Problem statement ::
Extract every line of the material below and reproduce it faithfully.

Working data ::
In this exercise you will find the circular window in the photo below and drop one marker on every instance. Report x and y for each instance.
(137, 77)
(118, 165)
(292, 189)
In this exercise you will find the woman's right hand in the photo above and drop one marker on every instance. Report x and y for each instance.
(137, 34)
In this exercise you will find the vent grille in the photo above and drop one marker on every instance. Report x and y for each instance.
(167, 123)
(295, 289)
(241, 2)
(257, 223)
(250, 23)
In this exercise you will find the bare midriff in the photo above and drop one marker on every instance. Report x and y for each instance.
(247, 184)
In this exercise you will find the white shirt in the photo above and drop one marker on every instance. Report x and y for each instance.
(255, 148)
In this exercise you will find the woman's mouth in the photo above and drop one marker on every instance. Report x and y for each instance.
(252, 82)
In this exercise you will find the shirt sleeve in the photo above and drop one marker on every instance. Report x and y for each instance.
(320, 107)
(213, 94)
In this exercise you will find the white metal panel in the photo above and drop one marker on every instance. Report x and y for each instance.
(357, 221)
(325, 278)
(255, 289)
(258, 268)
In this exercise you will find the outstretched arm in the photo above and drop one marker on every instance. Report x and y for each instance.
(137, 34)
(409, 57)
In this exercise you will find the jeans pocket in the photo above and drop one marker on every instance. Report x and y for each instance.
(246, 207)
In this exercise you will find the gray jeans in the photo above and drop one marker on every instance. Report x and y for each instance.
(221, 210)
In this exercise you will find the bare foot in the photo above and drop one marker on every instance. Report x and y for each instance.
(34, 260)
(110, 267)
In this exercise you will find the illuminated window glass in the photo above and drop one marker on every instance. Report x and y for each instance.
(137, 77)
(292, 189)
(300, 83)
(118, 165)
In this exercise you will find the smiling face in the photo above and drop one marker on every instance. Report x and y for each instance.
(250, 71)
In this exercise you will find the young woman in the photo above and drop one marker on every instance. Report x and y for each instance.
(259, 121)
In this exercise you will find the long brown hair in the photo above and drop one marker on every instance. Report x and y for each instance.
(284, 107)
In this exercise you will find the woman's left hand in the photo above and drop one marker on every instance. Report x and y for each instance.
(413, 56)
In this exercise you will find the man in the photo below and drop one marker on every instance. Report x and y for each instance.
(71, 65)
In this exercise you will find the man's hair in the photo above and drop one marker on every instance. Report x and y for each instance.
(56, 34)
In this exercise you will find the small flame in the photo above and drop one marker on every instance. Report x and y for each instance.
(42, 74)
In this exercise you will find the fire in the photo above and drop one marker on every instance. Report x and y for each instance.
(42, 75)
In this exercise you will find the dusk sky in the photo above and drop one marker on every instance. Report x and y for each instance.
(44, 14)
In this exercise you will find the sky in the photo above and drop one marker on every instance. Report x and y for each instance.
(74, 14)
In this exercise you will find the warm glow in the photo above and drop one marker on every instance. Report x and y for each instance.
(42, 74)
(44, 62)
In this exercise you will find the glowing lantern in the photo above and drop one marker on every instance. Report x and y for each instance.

Solution for this exercise ::
In this exercise you will find the circular window in the photo below and drop one marker on every instance. Report x and y for each instance.
(137, 77)
(118, 165)
(292, 189)
In this exercise you will find the woman's right hand in the photo above and drop one marker on every instance. Report x and y for each instance.
(137, 34)
In this exercise you will find the vent grille in the photo above and drop one marker on every instance. Report x and y for each instance.
(167, 123)
(295, 289)
(241, 2)
(257, 223)
(250, 23)
In this exercise you will find the bare midriff in the photo above and drop one marker on every instance. Report x and y for each instance.
(247, 184)
In this exercise you will find the white shirt in the photo above and drop one marker on every instance. Report x and y for each instance.
(255, 148)
In this exercise you will find the woman's mouth in the photo above and drop one marker on every instance. Report x and y for each instance.
(252, 82)
In this exercise you will find the shirt sleeve in the photo above and drop one marker on every instance. Report x and y for each instance.
(320, 107)
(213, 94)
In this exercise you will find the white metal panel in the photo above and drop one marker on every instance. Report x and y for each instance.
(357, 221)
(325, 278)
(255, 289)
(258, 268)
In this exercise you will find the outstretched arm in the photo above and drop one marker on every instance. Report x and y for each instance.
(137, 34)
(409, 57)
In this exercise you will find the jeans pocket in the photo above and drop one marker on every instance. Report x and y for each instance.
(246, 207)
In this exercise you will find the gray jeans in the photo above and drop one marker on every instance. Report x and y for each instance.
(221, 210)
In this exercise you will find the bare foot in the photo above and drop one marker on every instance. Report x and y for each instance.
(34, 260)
(110, 267)
In this exercise you will find the illuminated window glass in the photo above and drop one marker on every instance. Report x and y for each instance.
(137, 77)
(292, 189)
(300, 83)
(118, 165)
In this exercise you will find the smiling face in the photo above and drop one marker on every instance. Report x and y for each instance.
(250, 71)
In this exercise you will find the young woman in the photo above and drop one marker on every instance. Report x and y for each instance.
(259, 121)
In this exercise you will find the long brown hair in the photo above and drop one marker on every instance. Report x and y for each instance.
(284, 107)
In this exercise you will find the woman's left hand in the photo above and drop one marker on every instance. Report x and y for each instance.
(413, 56)
In this exercise you will find the man in the photo below and drop one marker on every instance. Report x and y for each instance.
(71, 65)
In this exercise you will find the man's hair in the photo above and drop one marker on every instance. Report x and y for each instance.
(56, 34)
In this exercise you will find the small flame in the photo above and drop one marker on every instance. Report x and y for each instance.
(42, 74)
In this exercise you will find the fire in the photo above and drop one marker on every instance. Report x and y for each instance.
(42, 75)
In this exercise you will find the dusk sky in the photo above and drop one marker on every instance. Report x and y for each instance.
(44, 14)
In this exercise you will find the sky in the photo above and drop one marker on every instance. Report x and y for each instance.
(74, 14)
In this exercise you will find the warm glow in the photo above and drop one marker on every instance. Report x and y for each instance.
(42, 74)
(44, 62)
In this exercise you will find the glowing lantern in the photo above and drop one marker on every instance. Report x and y for each instance.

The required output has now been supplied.